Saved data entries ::

# # # #

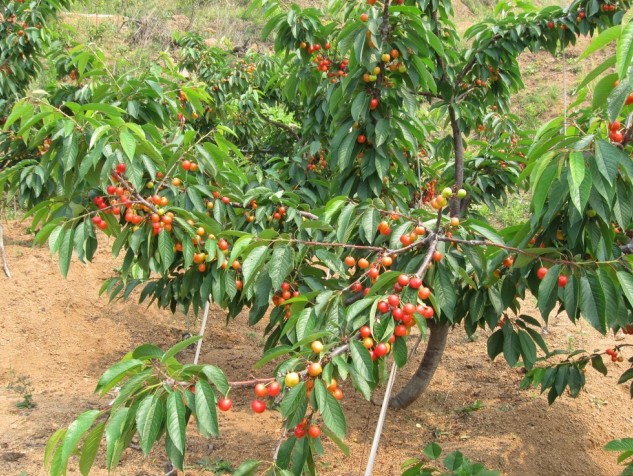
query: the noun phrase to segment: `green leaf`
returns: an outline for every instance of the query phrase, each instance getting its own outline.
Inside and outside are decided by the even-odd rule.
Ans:
[[[598,51],[602,49],[604,46],[608,45],[612,41],[615,41],[620,36],[621,31],[620,25],[612,26],[611,28],[607,28],[606,30],[600,32],[599,35],[595,36],[589,46],[582,52],[582,54],[578,57],[579,60],[586,58],[594,51]]]
[[[631,380],[631,379],[633,379],[633,368],[626,370],[626,372],[620,375],[620,378],[618,379],[618,383],[624,383],[627,380]]]
[[[101,444],[101,438],[103,437],[103,431],[105,430],[105,422],[96,425],[81,446],[81,456],[79,457],[79,471],[83,476],[90,474],[90,469],[94,464],[99,446]]]
[[[233,472],[233,476],[255,476],[255,474],[257,474],[257,470],[259,469],[260,465],[261,465],[260,461],[255,461],[255,460],[244,461]]]
[[[633,276],[626,271],[618,271],[617,276],[626,300],[633,306]]]
[[[218,414],[215,408],[215,395],[211,386],[204,380],[196,382],[196,420],[202,436],[219,436]]]
[[[609,441],[604,447],[606,451],[633,451],[633,438],[622,438]]]
[[[163,232],[158,235],[158,252],[160,254],[163,273],[169,271],[169,267],[174,262],[174,242],[171,233]]]
[[[336,446],[339,447],[339,449],[343,452],[343,454],[345,456],[349,456],[349,448],[347,447],[347,445],[343,442],[342,439],[340,439],[338,436],[336,436],[332,431],[330,431],[330,429],[327,426],[323,426],[321,428],[321,430],[323,431],[323,434],[325,436],[327,436],[330,440],[332,440],[334,442],[334,444]]]
[[[165,420],[165,402],[154,395],[145,397],[136,413],[136,428],[139,434],[140,447],[147,456],[152,450],[156,438],[161,432]]]
[[[488,337],[487,348],[490,360],[494,360],[497,355],[503,352],[503,331],[501,329],[496,330]]]
[[[267,254],[267,246],[258,246],[257,248],[251,250],[244,260],[244,263],[242,264],[242,274],[244,275],[245,288],[251,284],[253,279],[257,276],[257,273],[266,261]]]
[[[541,311],[543,320],[547,322],[549,313],[556,305],[556,297],[558,296],[558,275],[560,274],[560,266],[554,265],[545,274],[538,287],[538,308]]]
[[[594,329],[607,332],[606,298],[596,276],[580,277],[580,312]]]
[[[321,262],[325,264],[325,266],[327,266],[330,270],[338,273],[341,276],[345,276],[347,274],[347,270],[345,269],[345,266],[343,266],[343,262],[334,253],[331,253],[324,249],[318,249],[315,254],[316,257],[319,258],[319,260],[321,260]]]
[[[117,447],[121,444],[120,438],[122,437],[123,427],[125,426],[128,412],[128,407],[119,408],[116,412],[110,415],[108,423],[105,428],[106,435],[106,468],[112,469],[118,464]],[[119,453],[120,454],[120,453]]]
[[[435,442],[431,442],[424,448],[424,454],[427,458],[436,460],[442,454],[442,447]]]
[[[167,397],[167,434],[174,447],[185,454],[185,404],[179,391],[172,391]]]
[[[119,135],[121,140],[121,147],[130,160],[134,160],[134,154],[136,153],[136,139],[129,132],[123,131]]]
[[[323,418],[323,423],[325,423],[336,436],[345,438],[347,424],[345,423],[345,415],[343,414],[341,405],[336,398],[327,391],[322,380],[315,380],[314,390],[316,392],[316,400],[318,402],[319,413]]]
[[[207,376],[209,381],[215,385],[215,388],[217,388],[218,392],[222,395],[226,395],[229,392],[229,381],[222,369],[215,365],[205,365],[202,367],[202,373]]]
[[[273,347],[272,349],[268,349],[261,359],[257,361],[255,364],[256,369],[261,369],[264,365],[266,365],[271,360],[276,359],[277,357],[281,357],[282,355],[286,355],[292,351],[292,346],[290,345],[279,345]]]
[[[79,440],[92,426],[100,413],[101,412],[99,410],[89,410],[79,415],[77,419],[70,424],[68,431],[64,436],[64,441],[62,442],[62,454],[60,460],[62,468],[66,468],[68,465],[68,458],[70,458],[70,455],[77,448]]]
[[[97,382],[97,388],[95,389],[95,392],[100,392],[101,395],[105,395],[128,373],[134,370],[138,370],[142,366],[143,362],[138,359],[117,362],[103,373],[103,375],[99,379],[99,382]]]
[[[376,145],[375,147],[380,147],[389,138],[389,121],[384,118],[378,119],[376,123],[375,135],[376,135]]]
[[[66,431],[66,428],[60,428],[53,433],[46,442],[46,447],[44,448],[44,467],[48,467],[51,463],[51,457],[55,454],[55,449],[59,443],[63,440],[64,436],[66,436]]]
[[[620,78],[626,78],[633,59],[633,22],[624,25],[615,50],[616,70]]]
[[[62,237],[59,245],[59,269],[62,272],[62,276],[68,276],[68,269],[70,268],[70,258],[73,254],[73,235],[74,229],[64,229],[62,231]]]
[[[167,349],[167,351],[165,352],[165,355],[163,355],[163,358],[160,359],[160,361],[161,362],[167,362],[169,359],[171,359],[176,354],[178,354],[178,352],[180,352],[182,350],[185,350],[191,344],[195,344],[200,339],[202,339],[202,336],[197,335],[197,336],[191,336],[188,339],[185,339],[185,340],[182,340],[182,341],[178,342],[173,347],[170,347],[169,349]]]
[[[519,329],[519,345],[521,348],[523,365],[525,365],[525,368],[529,370],[536,362],[536,345],[530,335],[523,329]]]
[[[363,213],[363,218],[361,219],[361,225],[363,227],[363,232],[365,233],[365,239],[369,243],[374,242],[374,237],[376,236],[376,230],[378,229],[378,223],[380,222],[380,214],[377,210],[370,208],[365,213]]]
[[[398,367],[404,367],[407,363],[407,344],[402,337],[396,337],[393,343],[393,360]]]
[[[594,355],[591,358],[591,366],[606,377],[607,367],[604,365],[601,355]]]
[[[374,363],[371,360],[369,351],[358,340],[350,342],[350,353],[354,369],[362,378],[369,382],[374,380]]]
[[[292,248],[290,246],[276,246],[273,250],[268,275],[272,281],[272,288],[279,289],[293,268]]]
[[[512,330],[509,324],[503,326],[503,356],[510,367],[514,367],[519,361],[521,344],[519,336]]]

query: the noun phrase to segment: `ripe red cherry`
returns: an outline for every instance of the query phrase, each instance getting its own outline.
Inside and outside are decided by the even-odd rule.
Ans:
[[[569,281],[569,279],[568,279],[568,278],[567,278],[567,276],[565,276],[564,274],[561,274],[561,275],[558,277],[558,285],[559,285],[561,288],[564,288],[565,286],[567,286],[567,281]]]
[[[221,398],[218,401],[218,408],[223,412],[228,412],[233,406],[233,401],[229,398]]]
[[[408,286],[410,282],[411,278],[409,278],[409,276],[407,276],[406,274],[401,274],[400,276],[398,276],[398,284],[403,288],[405,286]]]
[[[422,280],[420,278],[418,278],[417,276],[414,276],[413,278],[411,278],[411,280],[409,281],[409,287],[411,289],[418,289],[422,286]]]
[[[396,321],[401,321],[404,316],[404,311],[400,309],[399,307],[394,307],[391,310],[391,315]]]
[[[364,144],[365,142],[367,142],[367,137],[361,134],[356,138],[356,142],[358,142],[359,144]]]
[[[273,382],[268,386],[269,397],[276,397],[279,395],[279,392],[281,392],[281,385],[279,385],[279,382]]]
[[[253,400],[251,402],[251,409],[255,413],[264,413],[266,411],[266,402],[262,402],[261,400]]]
[[[442,258],[444,257],[444,253],[442,253],[441,251],[434,251],[433,252],[433,261],[442,261]]]
[[[406,335],[406,333],[407,333],[407,327],[403,326],[402,324],[398,324],[396,328],[393,330],[393,334],[398,337],[402,337]]]
[[[378,312],[384,314],[385,312],[389,311],[389,303],[387,303],[387,301],[380,301],[378,303],[378,306],[376,306],[376,309],[378,309]]]
[[[297,426],[295,427],[294,434],[295,434],[295,438],[297,438],[297,439],[301,439],[301,438],[303,438],[304,436],[306,436],[306,429],[305,429],[305,426],[302,426],[302,425],[297,425]]]
[[[378,268],[370,268],[369,271],[367,271],[367,276],[369,276],[371,279],[376,279],[379,274],[380,271],[378,271]]]
[[[369,326],[363,326],[360,328],[359,334],[363,339],[371,337],[371,329]]]
[[[433,317],[433,314],[435,314],[435,311],[433,311],[433,308],[431,306],[426,306],[422,310],[422,317],[424,317],[425,319],[431,319]]]
[[[260,398],[267,396],[268,389],[266,388],[266,385],[264,385],[263,383],[258,383],[257,385],[255,385],[255,395]]]
[[[312,425],[308,430],[308,434],[310,435],[310,438],[318,438],[321,436],[321,428],[319,428],[318,425]]]
[[[116,172],[118,174],[124,174],[125,170],[126,170],[126,166],[125,164],[121,163],[121,164],[117,164],[116,168],[115,168]]]
[[[414,313],[415,313],[415,304],[412,304],[412,303],[408,302],[408,303],[406,303],[406,304],[404,305],[404,307],[402,308],[402,310],[403,310],[403,312],[404,312],[405,314],[408,314],[408,315],[410,315],[410,316],[411,316],[412,314],[414,314]]]
[[[384,357],[385,355],[387,355],[387,352],[389,352],[389,349],[387,349],[387,345],[384,342],[378,344],[374,349],[374,354],[376,354],[376,357]]]
[[[398,306],[400,304],[400,296],[398,296],[396,294],[391,294],[387,298],[387,301],[389,302],[390,306],[396,307],[396,306]]]
[[[543,279],[546,274],[547,274],[547,268],[545,266],[541,266],[536,272],[536,276],[538,276],[538,279]]]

# # # #

EXERCISE :: Among the lines above, find those holding "noun" and copy each one.

RESPONSE TO THE TASK ::
query: the noun phrase to segment: `green leaf`
query: the noun phrase to segment: `ripe red cherry`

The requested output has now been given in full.